### BEREITGESTELLTER AUSZUG
....................

Das Plenum stimmte dabei auf Beschlussempfehlung des Rechtsausschusses (14/4545,14/4550) über eine in zwei Teile zerlegte Vorlage ab. Der eine Teil enthält Vorschriften, die einer Zustimmung des Bundesrates nicht bedürfen, der andere (das so genannte Lebenspartnerschafts-Ergänzungsgesetz) Regelungen, denen die Länderkammer zustimmen muss.

Keine Mehrheit fanden die Liberalen für einen eigenen Gesetzentwurf zur Regelung der Rechtsverhältnisse eingetragener Lebenspartnerschaften (14/1259). Das Parlament votierte zudem mehrheitlich gegen Gesetzentwürfe der F.D.P. (14/326) sowie der PDS (14/308), mit denen das Wohnrecht hinterbliebener Haushaltsangehöriger im Falle des Todes eines Mieters geregelt werden sollte.

Kirchenkritik zurückgewiesen

Unter die Vorschriften, die laut Koalition einer Zustimmung des Bundesrates nicht bedürfen, fallen laut SPD und B 90/Grüne das neue familienrechtliche Institut selbst sowie Regelungen zu dessen behördlicher Eintragung. Auch das "kleine Sorgerecht" für ein in eine Lebenspartnerschaft mitgebrachtes Kind ist enthalten.

Neben weiteren familienrechtlichen Aspekten sind zudem Folgeregelungen in den Bereichen des Mietrechts, des Erbrechts, der Kranken- und Pflegeversicherung und des Ausländergesetzes enthalten. Das Lebenspartnerschafts-Ergänzungsgesetz beinhaltet demgegenüber Folgeregelungen im öffentlichen Dienstrecht und im Steuerrecht sowie unter anderem auch Vorschriften zur Bedürftigkeitsprüfung bei Sozialhilfe und Wohngeld.

Anlässlich der Verabschiedung des Gesetzentwurfes im Plenum des Bundestages erklärte die SPD-Abgeordnete Margot von Renesse, es sei eine Frage der Menschenrechte und des Grundgesetzes, dass die Beziehung zwischen zwei Männern bzw. zwei Frauen endlich die Anerkennung und die rechtliche Stabilisierung erfahre, die sie schon seit langem verdiene. Hierfür gebe es im Übrigen eine Mehrheit im Parlament, die nicht nur aus der Koalition von Sozialdemokraten und Bündnisgrünen bestehe.

Mit Blick auf Kritik des Kölner Kardinals Joachim Meisner an dem Vorhaben ergänzte die Parlamentarierin, es möge sein, dass der Katechismus der katholischen Kirche

homosexuelle Beziehungen als "unsittlich" ablehne. Die Verfassung tue das nicht. Am Entwurf der F.D.P. kritisierte die SPD, er begünstige homosexuelle Paare gegenüber heterosexuellen unverhältnismäßig, da er Ersteren Rechte zugestehe, aber keine Pflichten auferlege.

....................

### ANGEZEIGTE DATEN

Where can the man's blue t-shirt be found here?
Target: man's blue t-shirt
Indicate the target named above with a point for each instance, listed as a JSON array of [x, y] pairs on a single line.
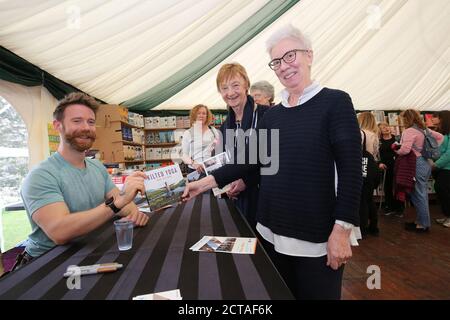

....................

Was warf die SPD laut dem Auszug über die Abstimmung zu eingetragenen Lebenspartnerschaften dem Gesetzentwurf der F.D.P. vor?

### ANTWORT
Er begünstige homosexuelle Paare gegenüber heterosexuellen unverhältnismäßig, da er ihnen Rechte zugestehe, aber keine Pflichten auferlege.